What the exercise asks: All of the material below is to be retyped exactly.

• • •

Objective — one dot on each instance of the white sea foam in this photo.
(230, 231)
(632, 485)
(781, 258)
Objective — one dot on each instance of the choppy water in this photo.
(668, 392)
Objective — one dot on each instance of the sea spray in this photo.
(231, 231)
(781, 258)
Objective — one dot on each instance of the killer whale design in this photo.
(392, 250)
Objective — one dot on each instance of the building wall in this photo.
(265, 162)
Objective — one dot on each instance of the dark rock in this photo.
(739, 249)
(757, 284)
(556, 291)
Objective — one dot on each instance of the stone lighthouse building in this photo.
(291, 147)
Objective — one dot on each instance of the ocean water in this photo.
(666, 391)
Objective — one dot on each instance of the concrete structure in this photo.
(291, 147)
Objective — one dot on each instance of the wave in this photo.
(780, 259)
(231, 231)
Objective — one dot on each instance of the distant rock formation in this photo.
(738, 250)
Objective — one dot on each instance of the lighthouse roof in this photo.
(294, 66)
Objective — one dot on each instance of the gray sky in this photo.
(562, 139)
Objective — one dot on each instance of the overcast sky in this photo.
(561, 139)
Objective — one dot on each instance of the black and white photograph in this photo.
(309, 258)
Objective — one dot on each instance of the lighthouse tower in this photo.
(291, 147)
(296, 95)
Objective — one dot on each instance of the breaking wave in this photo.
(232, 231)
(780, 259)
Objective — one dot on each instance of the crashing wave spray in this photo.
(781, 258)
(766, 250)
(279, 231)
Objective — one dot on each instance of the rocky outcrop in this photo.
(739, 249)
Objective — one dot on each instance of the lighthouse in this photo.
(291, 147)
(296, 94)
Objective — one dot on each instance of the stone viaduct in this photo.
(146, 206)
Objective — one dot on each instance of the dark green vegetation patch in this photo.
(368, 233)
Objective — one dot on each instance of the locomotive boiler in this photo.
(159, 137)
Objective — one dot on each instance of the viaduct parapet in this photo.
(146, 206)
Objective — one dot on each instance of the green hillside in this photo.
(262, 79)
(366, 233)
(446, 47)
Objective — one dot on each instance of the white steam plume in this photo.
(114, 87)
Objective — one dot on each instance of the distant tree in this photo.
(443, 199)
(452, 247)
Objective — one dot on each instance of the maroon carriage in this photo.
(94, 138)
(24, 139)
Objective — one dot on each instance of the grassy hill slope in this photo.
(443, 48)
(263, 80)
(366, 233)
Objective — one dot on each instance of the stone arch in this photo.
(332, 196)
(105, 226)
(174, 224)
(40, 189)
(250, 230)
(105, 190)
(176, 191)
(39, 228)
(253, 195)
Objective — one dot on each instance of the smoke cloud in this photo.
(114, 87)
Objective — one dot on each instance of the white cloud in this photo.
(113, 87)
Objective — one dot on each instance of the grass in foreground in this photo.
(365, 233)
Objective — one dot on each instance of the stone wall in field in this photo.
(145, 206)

• • •

Expected answer:
Objective — one dot on each instance of the white sea foam in this photo.
(230, 231)
(632, 485)
(781, 258)
Objective — one dot on each instance of the choppy water in this photo.
(668, 392)
Objective — one dot on each instance of the sea spray in this photo.
(231, 231)
(781, 258)
Objective — one dot on each instance of the killer whale design in this photo.
(392, 250)
Objective — one dot on each instance of the building wall in this photo.
(265, 162)
Objective — one dot on each instance of the dark rock in this photo.
(739, 249)
(757, 284)
(556, 291)
Objective — one dot on each instance of the stone lighthouse building in this photo.
(291, 147)
Objective — one dot on each instance of the ocean water in this photo.
(666, 391)
Objective — one dot on each instance of the concrete structure in this photo.
(291, 147)
Objective — one dot on each instance of the wave in this photo.
(780, 259)
(231, 231)
Objective — one dot on each instance of the distant rock formation in this photo.
(738, 250)
Objective — one dot on each instance of the lighthouse roof in this photo.
(294, 66)
Objective — one dot on each instance of the gray sky in this photo.
(562, 139)
Objective — one dot on each instance of the overcast sky in this photo.
(561, 139)
Objective — one dot on each instance of the black and white photograph in this photo.
(309, 258)
Objective — one dot on each instance of the lighthouse tower in this photo.
(291, 147)
(296, 95)
Objective — one dot on each instance of the breaking wave in this photo.
(232, 231)
(780, 259)
Objective — one dot on each instance of the crashing wave spray in this photo.
(781, 258)
(766, 250)
(279, 231)
Objective — one dot on each instance of the rocky outcrop in this photo.
(739, 249)
Objective — one dot on each instance of the lighthouse in this photo.
(291, 147)
(296, 94)
Objective — one dot on each instance of the stone viaduct in this photo.
(146, 206)
Objective — one dot on each instance of the dark green vegetation patch in this photo.
(368, 233)
Objective — one dot on each instance of the locomotive boiler in this photo.
(159, 137)
Objective — one dot on each instance of the viaduct parapet in this photo.
(146, 206)
Objective — one dot on each instance of the green hillside in this photo.
(262, 79)
(366, 233)
(446, 47)
Objective — one dot on each instance of the white steam plume in this photo.
(114, 87)
Objective — one dot on each instance of the distant tree in this photo.
(443, 199)
(452, 247)
Objective — one dot on each instance of the maroon carriage in this photo.
(94, 138)
(24, 139)
Objective — one dot on each instance of the grassy hill slope in this photo.
(443, 48)
(263, 80)
(366, 233)
Objective — one dot on each instance of the stone arch in this photo.
(332, 196)
(105, 226)
(174, 224)
(40, 189)
(250, 230)
(105, 190)
(176, 191)
(39, 228)
(253, 195)
Objective — one dot on each instance of the smoke cloud in this photo.
(114, 87)
Objective — one dot on each instance of the white cloud in this photo.
(113, 87)
Objective — one dot on each instance of the grass in foreground in this photo.
(365, 233)
Objective — one dot on each instance of the stone wall in field in this photo.
(145, 206)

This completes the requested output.